Location labeling records
• • •
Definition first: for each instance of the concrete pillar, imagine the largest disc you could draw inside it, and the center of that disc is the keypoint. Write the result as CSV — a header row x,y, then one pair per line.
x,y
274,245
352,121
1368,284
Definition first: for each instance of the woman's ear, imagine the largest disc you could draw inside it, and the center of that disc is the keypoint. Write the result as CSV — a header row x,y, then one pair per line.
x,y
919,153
• • •
▶ **PROBLEM DETAILS**:
Please copy the entries word for word, from the line containing "Definition first: for each instance of the woman's" through the end of the entries, including both the first and last lines.

▶ **IN RESPONSE**:
Definition first: for each instance of the woman's ear, imagine the largest disc you could draw inside it, and the center of that disc is the keypoint. Write the result as CSV — a header row x,y, then one pair per line.
x,y
919,153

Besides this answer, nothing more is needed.